### Records to use
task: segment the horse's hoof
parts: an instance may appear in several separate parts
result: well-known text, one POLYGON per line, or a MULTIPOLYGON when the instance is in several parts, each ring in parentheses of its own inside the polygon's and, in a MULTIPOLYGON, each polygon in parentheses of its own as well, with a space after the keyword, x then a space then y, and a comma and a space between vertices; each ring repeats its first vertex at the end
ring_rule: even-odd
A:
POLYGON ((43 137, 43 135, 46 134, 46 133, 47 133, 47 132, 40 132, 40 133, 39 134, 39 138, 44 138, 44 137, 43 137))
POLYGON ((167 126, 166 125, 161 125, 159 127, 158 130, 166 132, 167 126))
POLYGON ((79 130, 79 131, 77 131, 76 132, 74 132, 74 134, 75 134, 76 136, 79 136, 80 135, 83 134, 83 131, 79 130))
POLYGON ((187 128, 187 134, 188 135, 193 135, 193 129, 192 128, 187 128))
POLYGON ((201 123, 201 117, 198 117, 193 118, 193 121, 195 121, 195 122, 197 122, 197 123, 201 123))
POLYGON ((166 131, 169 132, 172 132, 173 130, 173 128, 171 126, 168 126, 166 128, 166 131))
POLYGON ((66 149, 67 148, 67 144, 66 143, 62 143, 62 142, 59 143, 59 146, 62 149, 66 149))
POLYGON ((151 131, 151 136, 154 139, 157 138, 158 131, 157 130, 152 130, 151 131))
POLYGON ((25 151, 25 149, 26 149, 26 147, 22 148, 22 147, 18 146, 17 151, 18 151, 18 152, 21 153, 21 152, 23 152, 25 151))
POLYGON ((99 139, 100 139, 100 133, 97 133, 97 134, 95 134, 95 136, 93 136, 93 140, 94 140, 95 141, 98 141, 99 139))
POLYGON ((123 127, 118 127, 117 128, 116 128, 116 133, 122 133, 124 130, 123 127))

### Set problem
Could you write out these lines again with "hoof" switched to "mane" and everything else left unchanged?

### Reply to the task
task: segment the horse's mane
parts: an instance may appear in several separate parts
result: well-known text, one POLYGON per line, or a MULTIPOLYGON when the instance is in several parts, each ring in parentheses of its own inside the polygon's and, in a MULTIPOLYGON, each polygon in parentheses of its own as well, with a space after the keyword, x then a space then y, and a comma and a space between vertices; each ring repeats its first vertex at the end
ring_rule: even-odd
A:
POLYGON ((43 137, 43 135, 46 134, 46 133, 47 133, 47 132, 40 132, 40 133, 39 134, 39 138, 44 138, 44 137, 43 137))
POLYGON ((167 126, 166 125, 161 125, 159 127, 158 130, 166 132, 167 126))
POLYGON ((79 130, 79 131, 77 131, 76 132, 74 132, 74 134, 75 134, 76 136, 79 136, 80 135, 83 134, 83 131, 79 130))
POLYGON ((187 128, 187 134, 188 135, 193 135, 193 129, 192 128, 187 128))
POLYGON ((201 123, 201 117, 198 117, 193 118, 193 121, 195 121, 195 122, 197 122, 197 123, 201 123))
POLYGON ((166 131, 169 132, 172 132, 173 130, 173 128, 171 126, 168 126, 166 128, 166 131))
POLYGON ((66 149, 67 148, 67 144, 66 143, 62 143, 62 142, 59 143, 59 146, 62 149, 66 149))
POLYGON ((151 131, 151 136, 154 139, 157 138, 158 131, 157 130, 152 130, 151 131))
POLYGON ((25 151, 25 149, 26 149, 26 147, 22 148, 22 147, 18 146, 17 151, 18 151, 18 152, 21 153, 21 152, 23 152, 25 151))
POLYGON ((99 139, 100 139, 100 133, 97 133, 97 134, 95 134, 95 136, 93 136, 93 140, 94 140, 95 141, 98 141, 99 139))
POLYGON ((123 127, 118 127, 117 128, 116 128, 116 133, 122 133, 124 130, 123 127))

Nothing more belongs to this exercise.